-- EXERCISE --
What you return should be every record, retyped without a single change.

-- RECORDS FOR THIS EXERCISE --
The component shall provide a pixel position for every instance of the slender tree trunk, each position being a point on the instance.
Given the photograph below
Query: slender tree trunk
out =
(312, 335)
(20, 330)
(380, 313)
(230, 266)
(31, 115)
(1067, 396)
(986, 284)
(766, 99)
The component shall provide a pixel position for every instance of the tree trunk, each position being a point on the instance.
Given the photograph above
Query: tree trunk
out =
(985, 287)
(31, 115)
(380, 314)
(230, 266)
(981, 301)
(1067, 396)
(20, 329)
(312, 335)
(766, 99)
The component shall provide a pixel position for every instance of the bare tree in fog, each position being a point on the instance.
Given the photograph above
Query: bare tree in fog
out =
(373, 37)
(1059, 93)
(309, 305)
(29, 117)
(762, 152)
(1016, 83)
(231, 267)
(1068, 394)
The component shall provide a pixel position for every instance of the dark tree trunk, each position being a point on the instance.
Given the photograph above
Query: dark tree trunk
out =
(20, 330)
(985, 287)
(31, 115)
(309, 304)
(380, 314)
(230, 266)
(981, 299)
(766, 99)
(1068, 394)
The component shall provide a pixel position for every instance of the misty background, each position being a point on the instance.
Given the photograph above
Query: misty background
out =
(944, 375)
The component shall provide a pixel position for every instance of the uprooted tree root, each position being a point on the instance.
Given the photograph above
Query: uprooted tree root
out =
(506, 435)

-- RESULT OF THE TASK --
The component shall provide a pixel position for every instance of the slender tree trunk, each position being a point on the instance.
Given the photograph below
Query: slender tree trunk
out =
(312, 335)
(20, 330)
(380, 313)
(230, 266)
(31, 115)
(1067, 396)
(986, 284)
(766, 99)
The component shall provide a pixel position for every instance of the tree trunk, each position being a point on the instance.
Given the photograph above
Query: tree trunk
out =
(985, 287)
(31, 115)
(380, 314)
(230, 266)
(981, 301)
(1067, 396)
(20, 329)
(312, 335)
(766, 99)
The component shall provide a pixel position for every instance of the bare tree in fog, each position being a point on the instance.
Given the photograph above
Query: bare tree in fog
out =
(373, 37)
(1059, 93)
(309, 305)
(29, 117)
(762, 152)
(1016, 83)
(231, 267)
(1068, 394)
The component shall provide a pixel position for every instance of the dark tree trunk, each position being a point on the instance.
Given the photograph above
Query: dark tree trunk
out =
(20, 330)
(985, 287)
(31, 115)
(309, 304)
(380, 314)
(230, 266)
(981, 299)
(766, 99)
(1068, 394)
The component shall provide a pixel position for every instance of the misty background, each position being a point on the instance.
Given the photograph above
Query: misty background
out =
(944, 375)
The component shall provide a pixel position for every instance of the uprooted tree root, each position being a point on the instance.
Given the photograph above
Query: uprooted tree root
out =
(506, 435)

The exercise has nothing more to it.